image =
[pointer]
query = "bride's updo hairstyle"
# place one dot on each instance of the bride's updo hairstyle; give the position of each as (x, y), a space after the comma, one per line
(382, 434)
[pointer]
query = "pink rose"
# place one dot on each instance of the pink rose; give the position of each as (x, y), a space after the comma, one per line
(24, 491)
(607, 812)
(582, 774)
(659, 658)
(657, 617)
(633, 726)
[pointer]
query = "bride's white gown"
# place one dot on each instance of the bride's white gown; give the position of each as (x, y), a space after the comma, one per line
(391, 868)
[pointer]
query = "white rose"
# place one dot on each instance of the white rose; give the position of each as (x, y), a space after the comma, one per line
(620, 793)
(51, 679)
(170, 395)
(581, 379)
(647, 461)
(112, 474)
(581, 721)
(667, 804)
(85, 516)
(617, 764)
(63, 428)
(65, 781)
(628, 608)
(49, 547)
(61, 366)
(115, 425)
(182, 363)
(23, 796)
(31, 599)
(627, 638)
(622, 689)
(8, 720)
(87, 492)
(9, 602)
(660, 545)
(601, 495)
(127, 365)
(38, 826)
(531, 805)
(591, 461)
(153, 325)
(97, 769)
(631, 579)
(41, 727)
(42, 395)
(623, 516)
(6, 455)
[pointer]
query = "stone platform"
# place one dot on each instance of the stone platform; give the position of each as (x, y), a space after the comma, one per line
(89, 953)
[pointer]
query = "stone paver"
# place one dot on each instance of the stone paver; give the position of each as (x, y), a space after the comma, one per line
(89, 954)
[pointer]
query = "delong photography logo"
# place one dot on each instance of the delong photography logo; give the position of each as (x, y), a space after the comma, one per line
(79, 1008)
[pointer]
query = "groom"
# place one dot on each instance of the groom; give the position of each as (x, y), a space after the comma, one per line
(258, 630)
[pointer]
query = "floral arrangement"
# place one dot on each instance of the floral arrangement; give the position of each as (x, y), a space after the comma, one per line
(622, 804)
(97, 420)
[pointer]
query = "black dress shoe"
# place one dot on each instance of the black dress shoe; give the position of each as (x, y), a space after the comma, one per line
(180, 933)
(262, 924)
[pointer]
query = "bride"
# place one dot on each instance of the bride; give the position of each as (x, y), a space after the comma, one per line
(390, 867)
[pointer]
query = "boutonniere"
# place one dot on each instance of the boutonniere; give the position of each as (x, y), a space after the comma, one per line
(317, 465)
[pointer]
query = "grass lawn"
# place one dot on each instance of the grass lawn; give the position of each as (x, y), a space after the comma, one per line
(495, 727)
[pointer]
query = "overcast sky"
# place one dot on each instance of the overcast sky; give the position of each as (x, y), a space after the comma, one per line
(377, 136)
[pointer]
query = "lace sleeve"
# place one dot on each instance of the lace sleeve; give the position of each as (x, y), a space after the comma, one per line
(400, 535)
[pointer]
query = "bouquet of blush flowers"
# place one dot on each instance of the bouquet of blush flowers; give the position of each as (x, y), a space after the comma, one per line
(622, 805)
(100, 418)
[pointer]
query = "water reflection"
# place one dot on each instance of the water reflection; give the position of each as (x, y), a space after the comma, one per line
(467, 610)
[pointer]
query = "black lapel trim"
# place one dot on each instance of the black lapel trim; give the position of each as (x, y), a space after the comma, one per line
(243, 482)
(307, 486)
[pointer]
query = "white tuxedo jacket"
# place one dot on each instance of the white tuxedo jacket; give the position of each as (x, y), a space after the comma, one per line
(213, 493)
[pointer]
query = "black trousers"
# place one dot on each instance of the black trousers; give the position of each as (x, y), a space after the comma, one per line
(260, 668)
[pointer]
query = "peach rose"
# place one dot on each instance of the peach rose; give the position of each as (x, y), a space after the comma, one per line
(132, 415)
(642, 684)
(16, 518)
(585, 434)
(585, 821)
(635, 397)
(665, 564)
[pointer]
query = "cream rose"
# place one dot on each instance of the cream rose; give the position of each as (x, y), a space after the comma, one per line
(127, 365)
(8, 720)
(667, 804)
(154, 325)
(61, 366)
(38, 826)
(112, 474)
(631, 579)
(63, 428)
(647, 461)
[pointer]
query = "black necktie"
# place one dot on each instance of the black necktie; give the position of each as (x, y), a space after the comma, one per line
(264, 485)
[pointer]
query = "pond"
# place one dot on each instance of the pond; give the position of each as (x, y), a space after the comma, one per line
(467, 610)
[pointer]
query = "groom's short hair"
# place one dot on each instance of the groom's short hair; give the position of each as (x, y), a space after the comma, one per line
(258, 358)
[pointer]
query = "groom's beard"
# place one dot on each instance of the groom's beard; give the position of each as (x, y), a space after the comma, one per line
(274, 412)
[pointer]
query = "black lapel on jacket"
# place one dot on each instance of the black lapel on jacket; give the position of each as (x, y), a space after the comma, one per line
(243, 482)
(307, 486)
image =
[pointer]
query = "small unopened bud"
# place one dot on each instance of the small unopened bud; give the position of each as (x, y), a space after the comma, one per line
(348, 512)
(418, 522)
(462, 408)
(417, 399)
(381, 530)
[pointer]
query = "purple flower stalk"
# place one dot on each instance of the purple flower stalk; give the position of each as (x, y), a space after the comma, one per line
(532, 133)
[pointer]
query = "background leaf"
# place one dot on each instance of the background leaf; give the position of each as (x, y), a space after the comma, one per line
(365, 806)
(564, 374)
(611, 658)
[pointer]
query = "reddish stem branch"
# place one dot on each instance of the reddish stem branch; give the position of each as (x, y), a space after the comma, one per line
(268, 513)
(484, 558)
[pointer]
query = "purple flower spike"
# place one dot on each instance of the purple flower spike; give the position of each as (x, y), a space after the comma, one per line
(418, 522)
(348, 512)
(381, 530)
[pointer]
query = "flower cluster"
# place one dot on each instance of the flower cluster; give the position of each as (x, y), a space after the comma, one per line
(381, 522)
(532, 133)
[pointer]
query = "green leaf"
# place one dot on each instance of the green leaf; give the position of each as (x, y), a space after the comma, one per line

● ● ●

> **Exercise instructions**
Copy out every record again, letter for letter.

> **Exercise result**
image =
[pointer]
query = "bride's updo hairstyle"
# place one dot on each instance of the bride's updo hairstyle; give the position of each as (x, y), a space after the comma, one per line
(382, 434)
[pointer]
query = "pink rose"
# place one dot on each instance of the pink rose; give the position of each as (x, y), a space after the comma, one per line
(24, 491)
(607, 812)
(582, 774)
(659, 658)
(657, 617)
(633, 726)
[pointer]
query = "bride's white gown"
# place one dot on each instance of the bride's white gown; give the position of each as (x, y), a space after the comma, one per line
(391, 868)
[pointer]
query = "white rose"
# place one dot on each instance of the white rose; give the position of each as (x, y), a space after the comma, one per line
(620, 793)
(51, 679)
(170, 395)
(581, 379)
(647, 461)
(112, 474)
(581, 721)
(667, 804)
(85, 516)
(617, 764)
(63, 428)
(65, 781)
(628, 608)
(49, 547)
(61, 366)
(115, 425)
(182, 363)
(23, 796)
(31, 599)
(627, 638)
(622, 689)
(8, 720)
(87, 492)
(9, 602)
(660, 545)
(601, 495)
(127, 365)
(38, 826)
(531, 805)
(591, 461)
(153, 325)
(97, 769)
(631, 579)
(41, 727)
(42, 395)
(623, 516)
(6, 455)
[pointer]
query = "stone platform"
# place one dot on each instance of the stone platform; give the position of each as (x, y), a space after the comma, one per line
(89, 953)
[pointer]
query = "stone paver"
# place one dot on each instance of the stone paver; give the position of each as (x, y), a space after the comma, one per line
(89, 954)
[pointer]
query = "delong photography logo"
# place one dot on each instance of the delong photography logo; give the position of each as (x, y), a space after the comma, one per line
(79, 1008)
[pointer]
query = "groom"
# place one dot on each instance of the groom; give the position of each as (x, y), a space after the comma, one per line
(258, 630)
[pointer]
query = "floral arrangement"
# place one dot on each instance of the floral arrangement; give the position of each as (x, y), a space after the comma, one per line
(622, 804)
(97, 420)
[pointer]
query = "black dress shoe"
# place one dot on each instance of the black dress shoe; give the position of each as (x, y), a space after the comma, one per line
(180, 933)
(262, 924)
[pointer]
query = "bride"
# place one dot on each instance of the bride; give the position of each as (x, y), a space after the comma, one per line
(390, 867)
[pointer]
query = "boutonniere"
# place one dot on each instance of the boutonniere; give the position of each as (x, y), a space after the comma, one per line
(317, 465)
[pointer]
query = "grass lawn"
# place one dot on each instance of the grass lawn; give the position of each as (x, y), a space after the comma, one per line
(495, 727)
[pointer]
query = "overcast sky"
# place one dot on each instance of the overcast sky; give the position of each as (x, y), a space after the comma, one per line
(377, 136)
[pointer]
query = "lace sleeve"
# place one dot on each instance of the lace sleeve; give the position of each as (x, y), a space after the comma, one per line
(400, 535)
[pointer]
query = "bouquet of blush flowers"
# place one dot on each instance of the bouquet of blush flowers; give the position of each as (x, y), a space after the comma, one per line
(622, 805)
(100, 418)
[pointer]
query = "water reflection"
# place one dot on each instance of the water reflection; give the position of each as (x, y), a space after the comma, one per line
(467, 610)
[pointer]
query = "black lapel trim"
# place one dot on each instance of the black lapel trim; give the position of each as (x, y), a space after the comma, one per line
(243, 482)
(307, 486)
[pointer]
query = "white tuxedo jacket"
# place one dot on each instance of the white tuxedo jacket; give the position of each as (x, y), a space after the comma, one per line
(213, 493)
[pointer]
query = "black trousers"
# place one dot on each instance of the black trousers; give the position of each as (x, y), a space after the comma, one per line
(260, 668)
[pointer]
query = "peach rose"
# place one dot on each instance of the peach rose; give the position of each as (x, y), a space after the comma, one per line
(132, 415)
(642, 684)
(16, 518)
(585, 434)
(585, 821)
(635, 397)
(665, 564)
[pointer]
query = "cream rose"
# place one dot on each instance of the cream rose; give the position of each as (x, y), a space after the comma, one per line
(127, 365)
(8, 720)
(667, 804)
(154, 325)
(61, 366)
(38, 826)
(112, 474)
(631, 579)
(63, 428)
(647, 461)
[pointer]
query = "black necktie"
# place one dot on each instance of the black necktie; give the position of each as (x, y), a space after the comma, one per line
(264, 485)
[pointer]
query = "pond"
# place one dot on each instance of the pond; give the position of each as (x, y), a space after the comma, one per line
(467, 610)
[pointer]
query = "groom's short hair"
# place one dot on each instance of the groom's short hair; give the position of each as (x, y), a space after the comma, one per line
(258, 358)
[pointer]
query = "groom's beard"
# place one dot on each instance of the groom's beard; give the position of each as (x, y), a space after the comma, one per line
(274, 412)
[pointer]
query = "black lapel on jacket"
# place one dot on each instance of the black lapel on jacket; give the position of each as (x, y), a space after the comma, one per line
(243, 482)
(307, 486)
image =
[pointer]
query = "small unopened bud"
# place one dot on each instance of the small unopened bud; give the position of each as (x, y), a space after the comma, one per line
(348, 512)
(418, 522)
(462, 408)
(417, 399)
(381, 530)
[pointer]
query = "purple flower stalk"
# place one dot on each instance of the purple flower stalk; give the position of each as (x, y), a space after the comma, one per line
(532, 133)
[pointer]
query = "background leaf"
# place one dot on each instance of the background leaf; give the position of each as (x, y), a space after the comma, one per line
(365, 806)
(564, 374)
(611, 658)
[pointer]
query = "reddish stem branch"
# place one dot on each instance of the reddish stem branch; give the position of each as (x, y), a space after the comma, one per line
(268, 513)
(484, 558)
[pointer]
query = "purple flower spike"
# place one dot on each instance of the purple flower spike; give the position of each as (x, y), a space after the comma, one per line
(418, 522)
(348, 512)
(381, 530)
[pointer]
query = "flower cluster"
# place one dot on each instance of the flower cluster; give the position of each as (x, y), a space after the comma, one per line
(381, 522)
(532, 133)
[pointer]
query = "green leaf"
# place one dot on each instance of the green leaf; give the position of each as (x, y), a space after the comma, one per line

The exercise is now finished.